[[ DOCUMENT SECTION, beginning ]]
Our duty to aid the homeless, the unemployed, the uninsureds, and to assimilate new legal immigrants into the traditions of our American way of life -- before all of us are discarded or dehumanized -- brings with it numerous benefits to the greater whole.
Black intellectuals must be constantly vigilant if they dare to even hesitantly question the sanity of FBI or MOSSAD policies on our soil, or the unending banalities and cliches streaming out of our mainstream media, which blindly follows the cult-like obsessions of The New York Times.
Mexicans, predating the mythological cherry trees of George Washington's father by many centuries (the old legend of "George cannot tell a lie" was one of our first publicity stunts through manipulated information channels), must still contend with second-class status.
Native American Indians, comparable to the bald eagle in their vulnerability, lack the wings which might enable them to fly away from toxic dumps placed on or near their reservations, or to soar high above the federal agents who periodically harass them over their inalienable freedom of religious expression or their legal empowerment to operate casinos on their land won through decades of painstaking treaties.
Without towering models of accomplishment, how could any national group, legal immigrant, or the numerous daily additions to our swelling ranks of homeless, unemployed, and uninsured, manage to climb out of their hole and make it?
Why do so many financially and medically cornered and pinned down people of our nation feel that their lone protectors are the homegrown militant militia groups that rightfully mistrust the intentions of impostures claiming to be representatives of our people, our "government?" These protective groups run a broad gamut, from Louis Farrakhan's black Nation of Islam to the white Michigan Militia. Both black and white sense they are cornered by outside obstructions. They should be on the same team since they are threatened by the same forces.
Let's not let special interest groups and unacknowledged networks be the demise of our still promising and no longer young, nearly 300-year old nation. And let's not let irresponsible government officials play with property and housing and tax-bases to such an extent that people are forced into the streets.
[[ DOCUMENT SECTION, end ]]
[[ RECORDS, beginning ]]
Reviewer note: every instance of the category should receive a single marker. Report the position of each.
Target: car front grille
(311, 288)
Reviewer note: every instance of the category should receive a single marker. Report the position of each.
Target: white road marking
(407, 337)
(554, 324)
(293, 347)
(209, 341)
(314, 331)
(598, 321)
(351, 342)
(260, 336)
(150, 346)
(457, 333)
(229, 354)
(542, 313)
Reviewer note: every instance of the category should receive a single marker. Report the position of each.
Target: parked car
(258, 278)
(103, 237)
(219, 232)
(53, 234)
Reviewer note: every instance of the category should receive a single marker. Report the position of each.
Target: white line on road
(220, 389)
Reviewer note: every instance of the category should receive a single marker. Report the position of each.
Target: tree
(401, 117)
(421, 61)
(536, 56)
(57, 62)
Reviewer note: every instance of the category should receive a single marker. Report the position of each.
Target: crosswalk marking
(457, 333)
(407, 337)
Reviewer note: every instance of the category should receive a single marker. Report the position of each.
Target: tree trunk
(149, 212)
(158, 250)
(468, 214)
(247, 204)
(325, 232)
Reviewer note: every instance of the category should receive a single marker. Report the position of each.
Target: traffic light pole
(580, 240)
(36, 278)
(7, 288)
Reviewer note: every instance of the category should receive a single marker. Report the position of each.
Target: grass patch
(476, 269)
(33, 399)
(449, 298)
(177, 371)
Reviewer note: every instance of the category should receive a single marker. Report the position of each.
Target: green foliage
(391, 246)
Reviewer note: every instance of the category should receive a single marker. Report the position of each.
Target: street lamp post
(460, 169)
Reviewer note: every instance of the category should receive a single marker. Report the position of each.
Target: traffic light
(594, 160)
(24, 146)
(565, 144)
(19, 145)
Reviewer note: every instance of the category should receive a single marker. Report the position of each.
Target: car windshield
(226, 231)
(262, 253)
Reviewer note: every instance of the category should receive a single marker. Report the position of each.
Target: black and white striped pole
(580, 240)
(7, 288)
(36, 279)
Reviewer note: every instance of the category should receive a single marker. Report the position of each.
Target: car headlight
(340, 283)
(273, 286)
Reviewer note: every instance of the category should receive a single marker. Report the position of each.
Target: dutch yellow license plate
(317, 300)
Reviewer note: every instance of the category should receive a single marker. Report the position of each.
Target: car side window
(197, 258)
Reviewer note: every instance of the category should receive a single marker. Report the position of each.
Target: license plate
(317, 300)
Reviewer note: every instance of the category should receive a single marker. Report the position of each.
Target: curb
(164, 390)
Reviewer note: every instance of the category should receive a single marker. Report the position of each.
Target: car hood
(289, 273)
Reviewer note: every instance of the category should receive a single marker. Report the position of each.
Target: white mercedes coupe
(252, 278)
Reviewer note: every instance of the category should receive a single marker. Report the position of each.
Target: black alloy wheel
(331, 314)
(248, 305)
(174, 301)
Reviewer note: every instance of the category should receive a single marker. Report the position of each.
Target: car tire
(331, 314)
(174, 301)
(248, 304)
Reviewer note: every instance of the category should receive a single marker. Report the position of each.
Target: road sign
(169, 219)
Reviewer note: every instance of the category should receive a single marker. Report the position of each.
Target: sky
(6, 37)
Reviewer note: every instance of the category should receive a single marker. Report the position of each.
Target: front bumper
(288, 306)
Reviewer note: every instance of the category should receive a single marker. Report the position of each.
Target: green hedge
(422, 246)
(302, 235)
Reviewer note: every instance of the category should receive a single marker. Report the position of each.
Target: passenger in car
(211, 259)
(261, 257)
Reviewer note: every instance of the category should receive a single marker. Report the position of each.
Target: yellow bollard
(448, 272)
[[ RECORDS, end ]]
| THINGS TO DO |
**A.** Decide whether each statement agrees with the passage on the nation's homeless and marginalized groups. For each, answer yes or no and quote the words that settle it. (i) The passage compares Native American Indians to the bald eagle in their vulnerability. (ii) The passage describes the Michigan Militia as a black group. (iii) The passage calls the nation nearly 200 years old.
**B.** Carry the passage on the nation's homeless and marginalized groups forward from its final sentence.

| SET OF ANSWERS |
**A.**
(i) Yes: "Native American Indians, comparable to the bald eagle in their vulnerability"
(ii) No: "from Louis Farrakhan's black Nation of Islam to the white Michigan Militia"
(iii) No: "our still promising and no longer young, nearly 300-year old nation"

**B.**
The multitudes of people forced into submission and failure will soon have only the cold electron glow coming from interactive television sets to keep them warm. Cold-blooded social and economic engineers sitting behind bullet-proofed windows with emotionally dwarfed techno-cybernerds will seldom if never step away from their computer screens and into the vortex to help this bewildered multitude.
Nor, should we blindly assist the "information superhighway," now being discussed so uncritically, to become little more than an extension of the housing and employment imbalances already written into our social formulas.
We don't want to see fiber optic cables used by people in despair to hang themselves more effectively. The fiber-optic cable transformation must be legislated for restricted uses only -- such as job training and enhancement, or to examine the accomplishments of genius from the nations of the globe, or to greatly reduce on-line downloading rates for independent research.
We can overcome these most unpleasant of scenarios if we simply step out of our daily routines and join the homeless and the proud, the conscientious and the caring, in a national chorus, and sing together "Song of the Streets" to new Broadway melodies and lyrics still unwritten, that we compose for ourselves and become, as our Constitution trumpets gloriously to the world, truly self governing -- and not mindless mickey mouses, nor saddled like ponies by powerful special interest groups.